* Written task
Rewrite the rows from the line with "# Target: black board shorts" through the end of the rows, swapping "instance" for "object" and leaving everything else unchanged.

* Provided data
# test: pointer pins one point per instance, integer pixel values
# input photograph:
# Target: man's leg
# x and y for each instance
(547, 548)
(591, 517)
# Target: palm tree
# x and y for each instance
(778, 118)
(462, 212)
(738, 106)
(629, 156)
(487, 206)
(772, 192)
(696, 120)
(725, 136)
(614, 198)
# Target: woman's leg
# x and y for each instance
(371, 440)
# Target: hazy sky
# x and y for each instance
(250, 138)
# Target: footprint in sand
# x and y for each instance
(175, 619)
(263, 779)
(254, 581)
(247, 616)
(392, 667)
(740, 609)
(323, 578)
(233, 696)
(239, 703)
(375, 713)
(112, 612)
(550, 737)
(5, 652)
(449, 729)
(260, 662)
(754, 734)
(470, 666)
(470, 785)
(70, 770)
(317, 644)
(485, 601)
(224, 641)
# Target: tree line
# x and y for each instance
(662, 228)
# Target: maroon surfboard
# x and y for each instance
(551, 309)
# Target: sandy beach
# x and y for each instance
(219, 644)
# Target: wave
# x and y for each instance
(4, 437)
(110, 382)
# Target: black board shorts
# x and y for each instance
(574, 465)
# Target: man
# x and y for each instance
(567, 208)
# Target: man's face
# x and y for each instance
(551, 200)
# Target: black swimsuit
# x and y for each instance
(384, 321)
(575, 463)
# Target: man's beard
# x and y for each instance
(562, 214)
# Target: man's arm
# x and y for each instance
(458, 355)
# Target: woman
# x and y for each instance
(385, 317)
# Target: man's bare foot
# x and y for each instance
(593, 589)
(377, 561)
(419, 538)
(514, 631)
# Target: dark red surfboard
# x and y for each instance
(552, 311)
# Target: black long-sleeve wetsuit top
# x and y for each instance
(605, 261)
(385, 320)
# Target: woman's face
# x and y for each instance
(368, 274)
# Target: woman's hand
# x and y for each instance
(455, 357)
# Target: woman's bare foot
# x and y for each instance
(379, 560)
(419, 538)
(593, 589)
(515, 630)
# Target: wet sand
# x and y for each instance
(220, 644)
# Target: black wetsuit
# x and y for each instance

* Response
# Target: black board shorts
# x and y for each object
(574, 465)
# Target: man
# x and y for each object
(567, 208)
# Target: man's face
# x and y for each object
(551, 200)
# Target: black swimsuit
# x and y for each object
(384, 321)
(575, 463)
# Target: man's beard
# x and y for each object
(562, 214)
# Target: man's arm
# x and y for each object
(458, 355)
# Target: woman
# x and y for each object
(385, 317)
# Target: man's bare foot
# x and y for each object
(593, 589)
(377, 561)
(419, 538)
(514, 631)
# Target: dark red surfboard
# x and y for each object
(552, 311)
# Target: black long-sleeve wetsuit top
# x and y for each object
(605, 261)
(385, 320)
# Target: woman's face
# x and y for each object
(368, 274)
# Target: woman's hand
# x and y for each object
(455, 357)
# Target: woman's bare foot
# x and y for each object
(379, 560)
(419, 538)
(593, 589)
(515, 630)
# Target: wet sand
# x and y for each object
(220, 644)
# Target: black wetsuit
# x and y for each object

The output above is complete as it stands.